### Requirements
Pull out each line in the entries below that contains the string "skirt", treating uppercase and lowercase letters as different.

Dataset excerpts on object pointing
+---+
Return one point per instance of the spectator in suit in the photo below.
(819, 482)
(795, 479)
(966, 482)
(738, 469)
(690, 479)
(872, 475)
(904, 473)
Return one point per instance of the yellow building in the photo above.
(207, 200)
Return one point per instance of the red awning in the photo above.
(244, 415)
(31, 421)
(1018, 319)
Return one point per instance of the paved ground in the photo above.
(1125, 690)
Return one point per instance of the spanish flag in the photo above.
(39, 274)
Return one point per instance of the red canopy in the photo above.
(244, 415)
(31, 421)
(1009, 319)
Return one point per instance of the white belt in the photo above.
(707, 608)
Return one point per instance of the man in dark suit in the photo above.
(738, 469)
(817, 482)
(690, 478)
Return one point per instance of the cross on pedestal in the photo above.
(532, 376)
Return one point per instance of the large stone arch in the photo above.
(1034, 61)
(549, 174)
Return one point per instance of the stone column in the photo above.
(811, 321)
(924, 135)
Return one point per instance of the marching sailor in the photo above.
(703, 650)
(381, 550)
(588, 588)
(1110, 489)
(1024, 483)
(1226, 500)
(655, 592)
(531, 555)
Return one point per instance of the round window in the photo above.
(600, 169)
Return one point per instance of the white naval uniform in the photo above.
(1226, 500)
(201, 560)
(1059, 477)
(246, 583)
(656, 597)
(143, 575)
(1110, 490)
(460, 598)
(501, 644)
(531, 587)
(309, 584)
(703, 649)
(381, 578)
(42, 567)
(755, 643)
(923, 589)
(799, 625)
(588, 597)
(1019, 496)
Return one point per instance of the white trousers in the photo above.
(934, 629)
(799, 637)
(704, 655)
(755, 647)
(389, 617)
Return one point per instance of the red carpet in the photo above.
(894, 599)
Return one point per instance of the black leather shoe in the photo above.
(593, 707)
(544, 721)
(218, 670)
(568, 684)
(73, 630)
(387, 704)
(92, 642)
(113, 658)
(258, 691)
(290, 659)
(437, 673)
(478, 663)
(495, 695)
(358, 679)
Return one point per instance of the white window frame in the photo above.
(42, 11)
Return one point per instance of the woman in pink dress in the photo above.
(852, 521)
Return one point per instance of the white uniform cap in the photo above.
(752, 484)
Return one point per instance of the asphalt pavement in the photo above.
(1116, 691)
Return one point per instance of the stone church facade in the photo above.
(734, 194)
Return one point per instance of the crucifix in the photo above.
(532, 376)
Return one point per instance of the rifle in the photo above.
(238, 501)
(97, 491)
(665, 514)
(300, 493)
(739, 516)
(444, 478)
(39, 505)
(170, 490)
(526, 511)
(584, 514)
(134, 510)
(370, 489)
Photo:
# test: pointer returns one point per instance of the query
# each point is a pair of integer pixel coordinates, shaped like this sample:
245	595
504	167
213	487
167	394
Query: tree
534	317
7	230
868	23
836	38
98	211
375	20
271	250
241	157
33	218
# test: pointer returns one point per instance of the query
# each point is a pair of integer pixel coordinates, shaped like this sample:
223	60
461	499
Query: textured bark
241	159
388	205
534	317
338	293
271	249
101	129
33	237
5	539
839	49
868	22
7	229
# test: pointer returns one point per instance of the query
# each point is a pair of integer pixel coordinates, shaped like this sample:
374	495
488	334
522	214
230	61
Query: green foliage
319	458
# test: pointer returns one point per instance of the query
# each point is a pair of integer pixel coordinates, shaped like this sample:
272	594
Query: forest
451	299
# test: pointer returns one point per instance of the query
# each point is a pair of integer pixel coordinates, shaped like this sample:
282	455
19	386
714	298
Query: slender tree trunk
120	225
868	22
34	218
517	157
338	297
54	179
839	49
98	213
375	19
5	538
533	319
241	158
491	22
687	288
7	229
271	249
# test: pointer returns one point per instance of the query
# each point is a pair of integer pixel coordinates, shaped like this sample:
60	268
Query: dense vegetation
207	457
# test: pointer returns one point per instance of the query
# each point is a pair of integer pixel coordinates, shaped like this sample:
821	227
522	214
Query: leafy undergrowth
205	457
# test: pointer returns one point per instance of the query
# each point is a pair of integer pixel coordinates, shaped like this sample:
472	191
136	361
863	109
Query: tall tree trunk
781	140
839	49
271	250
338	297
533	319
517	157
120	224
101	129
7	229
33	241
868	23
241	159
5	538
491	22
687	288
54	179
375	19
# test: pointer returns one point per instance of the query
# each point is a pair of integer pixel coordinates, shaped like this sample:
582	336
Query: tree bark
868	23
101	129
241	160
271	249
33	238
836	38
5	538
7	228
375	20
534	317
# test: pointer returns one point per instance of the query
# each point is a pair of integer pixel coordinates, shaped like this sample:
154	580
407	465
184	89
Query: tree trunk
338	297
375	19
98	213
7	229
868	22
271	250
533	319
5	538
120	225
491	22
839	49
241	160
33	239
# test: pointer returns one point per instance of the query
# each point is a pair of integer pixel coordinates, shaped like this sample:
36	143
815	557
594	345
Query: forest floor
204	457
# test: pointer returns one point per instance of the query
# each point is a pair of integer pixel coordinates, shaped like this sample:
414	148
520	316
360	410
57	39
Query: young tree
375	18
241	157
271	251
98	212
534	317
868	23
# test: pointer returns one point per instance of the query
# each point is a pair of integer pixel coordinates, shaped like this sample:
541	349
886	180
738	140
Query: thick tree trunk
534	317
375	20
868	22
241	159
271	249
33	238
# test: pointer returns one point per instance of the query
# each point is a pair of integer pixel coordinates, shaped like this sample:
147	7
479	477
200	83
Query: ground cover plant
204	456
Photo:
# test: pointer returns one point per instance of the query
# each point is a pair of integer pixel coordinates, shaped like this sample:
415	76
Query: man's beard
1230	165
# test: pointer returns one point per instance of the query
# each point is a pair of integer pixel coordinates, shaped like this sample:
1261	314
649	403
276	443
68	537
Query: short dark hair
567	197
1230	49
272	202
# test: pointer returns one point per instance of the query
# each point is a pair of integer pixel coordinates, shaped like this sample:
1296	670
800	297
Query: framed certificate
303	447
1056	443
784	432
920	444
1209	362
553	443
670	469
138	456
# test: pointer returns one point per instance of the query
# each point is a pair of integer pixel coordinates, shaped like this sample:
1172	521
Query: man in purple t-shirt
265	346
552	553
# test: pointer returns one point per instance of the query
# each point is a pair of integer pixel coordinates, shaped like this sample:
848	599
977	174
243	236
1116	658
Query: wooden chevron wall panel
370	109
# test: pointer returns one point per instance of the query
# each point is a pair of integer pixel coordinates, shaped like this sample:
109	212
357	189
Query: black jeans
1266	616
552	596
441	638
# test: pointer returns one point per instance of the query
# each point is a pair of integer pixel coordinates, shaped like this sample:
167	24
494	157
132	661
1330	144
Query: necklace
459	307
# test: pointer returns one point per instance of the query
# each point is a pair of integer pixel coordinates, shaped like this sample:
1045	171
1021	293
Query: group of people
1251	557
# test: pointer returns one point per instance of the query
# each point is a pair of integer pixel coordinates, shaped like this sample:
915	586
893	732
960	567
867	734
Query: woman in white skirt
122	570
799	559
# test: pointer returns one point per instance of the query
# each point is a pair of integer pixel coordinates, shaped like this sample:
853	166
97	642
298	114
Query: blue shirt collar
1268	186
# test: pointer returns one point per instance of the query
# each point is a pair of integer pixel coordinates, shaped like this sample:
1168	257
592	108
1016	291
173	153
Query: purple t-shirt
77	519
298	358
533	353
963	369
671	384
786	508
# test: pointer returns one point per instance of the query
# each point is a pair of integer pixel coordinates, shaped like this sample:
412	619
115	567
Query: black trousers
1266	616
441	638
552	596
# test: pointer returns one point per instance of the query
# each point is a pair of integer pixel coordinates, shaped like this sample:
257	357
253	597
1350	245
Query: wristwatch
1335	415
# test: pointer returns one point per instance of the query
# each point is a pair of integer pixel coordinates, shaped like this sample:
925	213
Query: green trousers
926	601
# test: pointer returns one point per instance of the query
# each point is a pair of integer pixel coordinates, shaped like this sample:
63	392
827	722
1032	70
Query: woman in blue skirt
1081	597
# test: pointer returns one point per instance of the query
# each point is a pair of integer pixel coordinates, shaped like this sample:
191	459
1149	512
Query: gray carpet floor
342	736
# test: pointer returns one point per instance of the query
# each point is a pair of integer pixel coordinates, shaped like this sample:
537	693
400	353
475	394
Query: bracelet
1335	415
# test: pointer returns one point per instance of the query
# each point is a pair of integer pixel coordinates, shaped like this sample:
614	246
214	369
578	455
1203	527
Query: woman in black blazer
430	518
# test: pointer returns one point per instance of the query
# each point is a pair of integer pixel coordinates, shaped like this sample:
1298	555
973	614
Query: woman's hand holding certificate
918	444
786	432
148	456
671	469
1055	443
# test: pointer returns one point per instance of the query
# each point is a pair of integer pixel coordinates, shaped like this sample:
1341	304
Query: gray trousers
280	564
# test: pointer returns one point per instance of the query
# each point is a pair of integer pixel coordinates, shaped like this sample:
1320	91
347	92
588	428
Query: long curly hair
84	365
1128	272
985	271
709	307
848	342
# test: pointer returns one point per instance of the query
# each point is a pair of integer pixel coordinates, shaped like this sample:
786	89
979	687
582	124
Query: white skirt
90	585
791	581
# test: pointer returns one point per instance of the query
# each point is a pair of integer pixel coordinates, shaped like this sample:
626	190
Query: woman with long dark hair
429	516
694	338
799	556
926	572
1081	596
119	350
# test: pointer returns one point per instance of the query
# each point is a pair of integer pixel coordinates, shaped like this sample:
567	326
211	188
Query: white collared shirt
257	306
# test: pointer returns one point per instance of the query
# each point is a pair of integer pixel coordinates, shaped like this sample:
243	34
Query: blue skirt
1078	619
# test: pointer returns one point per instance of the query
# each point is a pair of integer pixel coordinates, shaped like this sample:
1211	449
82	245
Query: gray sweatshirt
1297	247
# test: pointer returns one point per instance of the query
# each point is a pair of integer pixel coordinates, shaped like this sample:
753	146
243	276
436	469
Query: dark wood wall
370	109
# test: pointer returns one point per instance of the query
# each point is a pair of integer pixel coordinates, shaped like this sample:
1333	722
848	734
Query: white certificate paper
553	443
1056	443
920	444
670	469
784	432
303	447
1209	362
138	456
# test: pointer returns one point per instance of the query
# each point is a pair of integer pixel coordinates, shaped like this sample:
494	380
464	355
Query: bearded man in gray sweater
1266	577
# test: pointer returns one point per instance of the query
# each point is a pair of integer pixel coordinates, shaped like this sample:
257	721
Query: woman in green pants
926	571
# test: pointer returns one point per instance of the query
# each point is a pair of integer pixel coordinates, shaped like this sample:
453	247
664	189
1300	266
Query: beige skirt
+---+
### Output for this task
Query: woman in white skirt
Query: woman in blue skirt
Query: white skirt
Query: blue skirt
Query: beige skirt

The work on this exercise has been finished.